*Tâche à réaliser*: Poursuivez, s'il vous plaît, le texte sur l'exclusion des homosexuels en reprenant juste après sa dernière phrase.

*Extrait du document*:
****************
Des homosexuels qui ont longtemps vécu reclus, en huis-clos dans le désespoir de n’exister que pour eux-mêmes et leurs semblables. Aucune appartenance dans une nation qui les considère comme des criminels, de dangereux débaucheurs, au mieux des êtres pathologiques.

Et n’importe quelle personne qui se hasarderait à défendre les droits des homosexuels comme faisant partie des droits humains, partie des libertés individuelles, se retrouvera également cataloguée, stigmatisée, jugée et condamnée. Bannie, rejetée, comme si elle était contaminée par un mal incurable.
****************
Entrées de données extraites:
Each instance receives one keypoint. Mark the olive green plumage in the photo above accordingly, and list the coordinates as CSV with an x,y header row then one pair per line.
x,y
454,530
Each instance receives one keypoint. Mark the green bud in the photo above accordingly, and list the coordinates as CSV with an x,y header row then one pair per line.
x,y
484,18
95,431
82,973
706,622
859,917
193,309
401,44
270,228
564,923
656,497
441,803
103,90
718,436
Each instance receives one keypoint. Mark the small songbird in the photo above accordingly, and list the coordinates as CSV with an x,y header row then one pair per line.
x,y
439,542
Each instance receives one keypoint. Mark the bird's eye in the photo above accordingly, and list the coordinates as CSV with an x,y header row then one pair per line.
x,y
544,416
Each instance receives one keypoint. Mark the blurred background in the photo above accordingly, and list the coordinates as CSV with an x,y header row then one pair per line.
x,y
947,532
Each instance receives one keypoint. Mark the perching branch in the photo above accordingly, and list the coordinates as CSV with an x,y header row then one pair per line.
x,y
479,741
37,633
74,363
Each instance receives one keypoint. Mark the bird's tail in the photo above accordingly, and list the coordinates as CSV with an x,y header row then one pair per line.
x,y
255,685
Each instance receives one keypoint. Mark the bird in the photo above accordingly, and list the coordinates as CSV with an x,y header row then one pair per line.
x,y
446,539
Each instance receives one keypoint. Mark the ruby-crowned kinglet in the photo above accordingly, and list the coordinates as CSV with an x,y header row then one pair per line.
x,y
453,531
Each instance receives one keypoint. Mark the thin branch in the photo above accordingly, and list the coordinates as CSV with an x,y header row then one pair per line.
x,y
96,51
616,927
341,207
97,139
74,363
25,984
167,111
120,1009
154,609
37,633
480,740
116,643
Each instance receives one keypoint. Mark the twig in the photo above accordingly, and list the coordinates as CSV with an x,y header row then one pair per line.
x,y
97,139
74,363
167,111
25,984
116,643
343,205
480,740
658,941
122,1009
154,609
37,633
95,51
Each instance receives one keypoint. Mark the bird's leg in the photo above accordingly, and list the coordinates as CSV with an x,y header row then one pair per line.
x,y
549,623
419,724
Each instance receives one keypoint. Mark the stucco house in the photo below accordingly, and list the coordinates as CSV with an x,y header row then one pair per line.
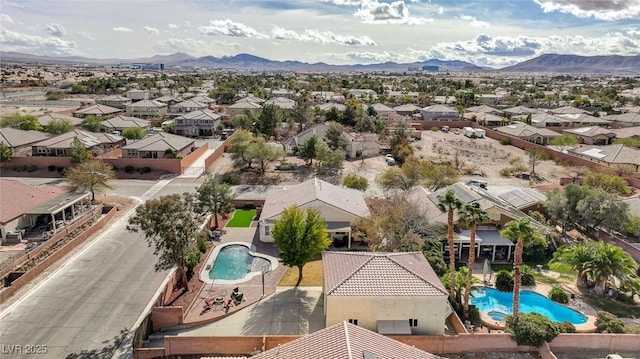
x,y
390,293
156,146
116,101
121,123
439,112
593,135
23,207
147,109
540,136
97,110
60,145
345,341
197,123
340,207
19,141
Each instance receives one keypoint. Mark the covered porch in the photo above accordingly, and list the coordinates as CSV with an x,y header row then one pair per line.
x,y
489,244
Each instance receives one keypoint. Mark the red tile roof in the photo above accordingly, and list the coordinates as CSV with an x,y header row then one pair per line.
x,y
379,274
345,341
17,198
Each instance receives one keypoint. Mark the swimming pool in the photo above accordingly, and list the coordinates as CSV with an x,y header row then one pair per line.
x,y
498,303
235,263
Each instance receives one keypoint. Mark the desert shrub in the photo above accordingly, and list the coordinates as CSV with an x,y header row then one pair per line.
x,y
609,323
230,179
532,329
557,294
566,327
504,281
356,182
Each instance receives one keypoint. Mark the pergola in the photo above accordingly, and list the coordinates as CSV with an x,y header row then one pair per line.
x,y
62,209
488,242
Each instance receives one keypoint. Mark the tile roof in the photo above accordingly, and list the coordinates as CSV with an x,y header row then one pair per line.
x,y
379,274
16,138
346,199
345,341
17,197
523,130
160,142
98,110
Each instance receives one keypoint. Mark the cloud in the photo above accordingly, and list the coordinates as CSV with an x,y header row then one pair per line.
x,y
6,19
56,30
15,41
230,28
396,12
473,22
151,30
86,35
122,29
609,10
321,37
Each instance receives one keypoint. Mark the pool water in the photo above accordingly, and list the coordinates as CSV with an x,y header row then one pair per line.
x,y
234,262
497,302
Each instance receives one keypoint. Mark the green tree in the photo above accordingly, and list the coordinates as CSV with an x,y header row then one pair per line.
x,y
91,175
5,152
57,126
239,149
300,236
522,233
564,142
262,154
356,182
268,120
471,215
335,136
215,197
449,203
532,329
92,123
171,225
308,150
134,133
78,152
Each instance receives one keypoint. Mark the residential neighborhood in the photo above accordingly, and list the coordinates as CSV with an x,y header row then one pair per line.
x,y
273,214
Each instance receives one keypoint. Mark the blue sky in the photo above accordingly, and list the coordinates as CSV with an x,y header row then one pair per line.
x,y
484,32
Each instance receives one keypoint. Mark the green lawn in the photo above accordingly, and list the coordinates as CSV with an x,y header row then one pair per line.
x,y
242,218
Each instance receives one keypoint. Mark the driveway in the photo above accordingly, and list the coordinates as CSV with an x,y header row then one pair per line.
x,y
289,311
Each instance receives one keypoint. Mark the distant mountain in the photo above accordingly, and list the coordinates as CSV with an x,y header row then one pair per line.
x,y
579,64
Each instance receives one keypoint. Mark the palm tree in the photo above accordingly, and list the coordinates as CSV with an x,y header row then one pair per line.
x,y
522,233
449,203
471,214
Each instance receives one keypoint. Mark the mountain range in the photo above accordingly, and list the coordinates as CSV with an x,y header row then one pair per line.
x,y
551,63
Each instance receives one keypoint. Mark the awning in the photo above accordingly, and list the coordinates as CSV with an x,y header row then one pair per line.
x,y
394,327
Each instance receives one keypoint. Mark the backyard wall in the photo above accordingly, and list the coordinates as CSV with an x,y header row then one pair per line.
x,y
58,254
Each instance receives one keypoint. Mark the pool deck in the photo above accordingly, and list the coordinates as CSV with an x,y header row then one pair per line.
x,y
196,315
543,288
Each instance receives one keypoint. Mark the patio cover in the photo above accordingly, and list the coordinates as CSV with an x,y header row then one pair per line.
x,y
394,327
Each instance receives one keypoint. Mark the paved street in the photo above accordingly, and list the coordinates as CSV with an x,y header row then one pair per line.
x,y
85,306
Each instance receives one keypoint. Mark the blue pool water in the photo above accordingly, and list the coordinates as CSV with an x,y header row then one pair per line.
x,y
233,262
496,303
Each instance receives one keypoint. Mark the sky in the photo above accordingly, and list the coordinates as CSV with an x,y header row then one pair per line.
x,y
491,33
****************
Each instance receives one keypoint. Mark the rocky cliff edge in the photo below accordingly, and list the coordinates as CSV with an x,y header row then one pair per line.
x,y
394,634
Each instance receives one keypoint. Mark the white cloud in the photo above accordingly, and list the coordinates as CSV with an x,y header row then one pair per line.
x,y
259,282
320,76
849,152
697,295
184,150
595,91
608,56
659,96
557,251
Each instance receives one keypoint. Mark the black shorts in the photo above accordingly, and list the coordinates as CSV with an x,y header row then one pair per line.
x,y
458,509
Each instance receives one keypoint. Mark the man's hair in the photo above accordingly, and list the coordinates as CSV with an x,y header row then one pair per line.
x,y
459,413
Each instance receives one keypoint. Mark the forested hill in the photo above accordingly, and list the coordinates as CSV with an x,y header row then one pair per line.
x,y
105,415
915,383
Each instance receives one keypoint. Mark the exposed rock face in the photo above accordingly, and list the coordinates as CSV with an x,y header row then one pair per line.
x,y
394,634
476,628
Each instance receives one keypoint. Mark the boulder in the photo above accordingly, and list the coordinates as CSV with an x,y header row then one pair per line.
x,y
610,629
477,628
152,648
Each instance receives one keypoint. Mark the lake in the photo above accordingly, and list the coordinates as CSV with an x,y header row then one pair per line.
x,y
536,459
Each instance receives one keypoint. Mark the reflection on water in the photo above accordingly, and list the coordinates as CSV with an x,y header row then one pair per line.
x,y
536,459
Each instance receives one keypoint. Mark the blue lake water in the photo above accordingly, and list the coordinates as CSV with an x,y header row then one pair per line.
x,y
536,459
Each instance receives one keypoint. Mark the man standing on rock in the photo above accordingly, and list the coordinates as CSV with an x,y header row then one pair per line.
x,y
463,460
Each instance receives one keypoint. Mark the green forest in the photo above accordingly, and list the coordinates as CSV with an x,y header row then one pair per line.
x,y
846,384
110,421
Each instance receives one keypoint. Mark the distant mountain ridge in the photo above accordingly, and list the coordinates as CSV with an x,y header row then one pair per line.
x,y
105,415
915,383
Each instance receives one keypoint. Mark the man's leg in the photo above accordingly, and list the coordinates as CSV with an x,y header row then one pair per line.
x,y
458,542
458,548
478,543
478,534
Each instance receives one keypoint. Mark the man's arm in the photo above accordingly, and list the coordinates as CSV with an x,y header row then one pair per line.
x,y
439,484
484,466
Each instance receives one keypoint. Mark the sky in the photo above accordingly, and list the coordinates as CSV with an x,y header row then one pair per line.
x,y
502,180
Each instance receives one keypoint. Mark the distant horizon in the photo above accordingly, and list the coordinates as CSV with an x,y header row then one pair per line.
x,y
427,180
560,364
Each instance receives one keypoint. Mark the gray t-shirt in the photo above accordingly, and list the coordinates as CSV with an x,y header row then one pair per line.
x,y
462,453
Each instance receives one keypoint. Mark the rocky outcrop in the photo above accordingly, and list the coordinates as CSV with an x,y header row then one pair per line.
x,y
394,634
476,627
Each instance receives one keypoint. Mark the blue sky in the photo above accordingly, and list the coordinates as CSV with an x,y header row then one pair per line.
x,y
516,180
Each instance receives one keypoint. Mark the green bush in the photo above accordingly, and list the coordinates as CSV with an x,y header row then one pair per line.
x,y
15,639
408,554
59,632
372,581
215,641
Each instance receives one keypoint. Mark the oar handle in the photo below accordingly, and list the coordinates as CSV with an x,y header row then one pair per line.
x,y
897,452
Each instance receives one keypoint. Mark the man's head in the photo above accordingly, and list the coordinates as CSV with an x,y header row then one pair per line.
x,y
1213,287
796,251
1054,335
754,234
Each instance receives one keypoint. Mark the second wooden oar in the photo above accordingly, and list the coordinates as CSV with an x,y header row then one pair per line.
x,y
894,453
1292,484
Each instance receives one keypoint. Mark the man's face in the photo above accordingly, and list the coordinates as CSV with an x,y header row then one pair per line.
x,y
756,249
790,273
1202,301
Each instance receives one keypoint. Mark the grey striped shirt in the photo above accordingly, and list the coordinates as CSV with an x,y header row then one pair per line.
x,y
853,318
****************
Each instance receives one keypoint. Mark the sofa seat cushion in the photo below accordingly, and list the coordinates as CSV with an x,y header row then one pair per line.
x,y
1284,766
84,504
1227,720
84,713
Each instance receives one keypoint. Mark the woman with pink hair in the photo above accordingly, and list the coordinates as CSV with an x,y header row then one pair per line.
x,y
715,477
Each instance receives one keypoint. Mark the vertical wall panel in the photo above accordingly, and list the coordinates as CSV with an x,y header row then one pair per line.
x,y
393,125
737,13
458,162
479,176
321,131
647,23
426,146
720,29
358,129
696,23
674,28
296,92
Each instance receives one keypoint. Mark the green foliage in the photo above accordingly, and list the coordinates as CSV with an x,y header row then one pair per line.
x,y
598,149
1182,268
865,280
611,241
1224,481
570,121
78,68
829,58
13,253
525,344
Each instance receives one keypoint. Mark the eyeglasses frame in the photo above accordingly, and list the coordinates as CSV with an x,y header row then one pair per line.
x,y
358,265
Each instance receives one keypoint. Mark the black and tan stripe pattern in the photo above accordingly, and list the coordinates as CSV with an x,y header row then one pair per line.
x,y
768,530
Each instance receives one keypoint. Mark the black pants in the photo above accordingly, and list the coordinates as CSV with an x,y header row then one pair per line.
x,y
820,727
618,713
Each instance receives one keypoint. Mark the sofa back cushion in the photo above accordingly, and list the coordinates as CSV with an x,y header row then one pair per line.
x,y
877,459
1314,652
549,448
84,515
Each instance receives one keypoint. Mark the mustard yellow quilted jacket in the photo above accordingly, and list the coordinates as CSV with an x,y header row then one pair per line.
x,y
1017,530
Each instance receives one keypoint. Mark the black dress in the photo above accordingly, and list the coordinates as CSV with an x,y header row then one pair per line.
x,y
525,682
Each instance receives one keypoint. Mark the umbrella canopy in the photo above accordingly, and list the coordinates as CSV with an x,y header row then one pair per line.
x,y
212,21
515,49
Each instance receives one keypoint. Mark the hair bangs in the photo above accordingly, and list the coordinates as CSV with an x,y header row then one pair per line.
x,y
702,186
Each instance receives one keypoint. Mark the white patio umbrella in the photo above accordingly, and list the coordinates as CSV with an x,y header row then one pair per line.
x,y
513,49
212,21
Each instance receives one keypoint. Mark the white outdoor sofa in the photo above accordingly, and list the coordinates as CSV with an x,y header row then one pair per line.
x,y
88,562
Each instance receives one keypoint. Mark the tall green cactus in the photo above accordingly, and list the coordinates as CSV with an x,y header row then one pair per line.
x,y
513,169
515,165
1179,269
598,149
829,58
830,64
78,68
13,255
****************
*Votre réponse*:
Si l’on va compter en pourcentage le nombre de personnes dans la population tunisienne qui sont actuellement capables d’accepter l’idée de l’homosexualité comme un éventuel choix de vie, nous allons presque frôler le zéro. Même ceux qui l’acceptent, l’approuvent ou y adhèrent sont emplis de préjugés et de jugements ségrégationnistes qui finiront toujours par cataloguer les homosexuels dans un rang parallèle ou perpendiculaire au leur mais jamais continuel comme une possibilité d’existence qui pourrait se faire dans la continuité.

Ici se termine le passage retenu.